THE TASK: Find the line containing "For each instance of the red". Retype it and every line after it through the end of the entries, exactly as written, with nothing added.

[Image-grounded pointing data]

- Opening Delimiter -

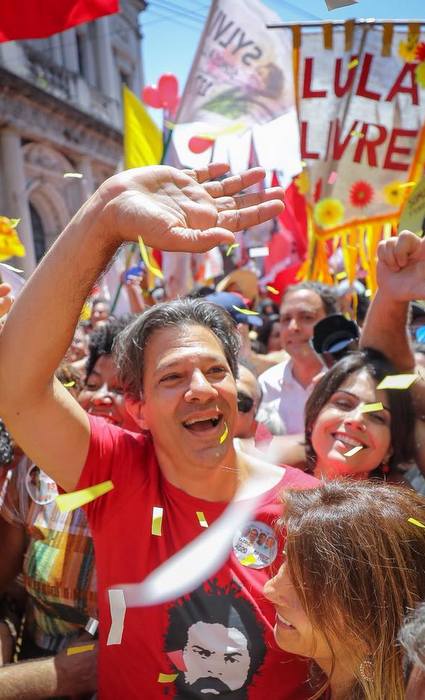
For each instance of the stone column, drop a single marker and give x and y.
(87, 183)
(105, 59)
(16, 196)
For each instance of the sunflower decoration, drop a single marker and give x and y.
(394, 193)
(361, 194)
(407, 49)
(302, 182)
(10, 244)
(328, 212)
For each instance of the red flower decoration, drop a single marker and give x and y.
(420, 52)
(361, 194)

- Closing Delimiter -

RESPONSE TO THIS TASK:
For each instance of the red flower decoration, drop a single marker and give x and y.
(420, 52)
(361, 194)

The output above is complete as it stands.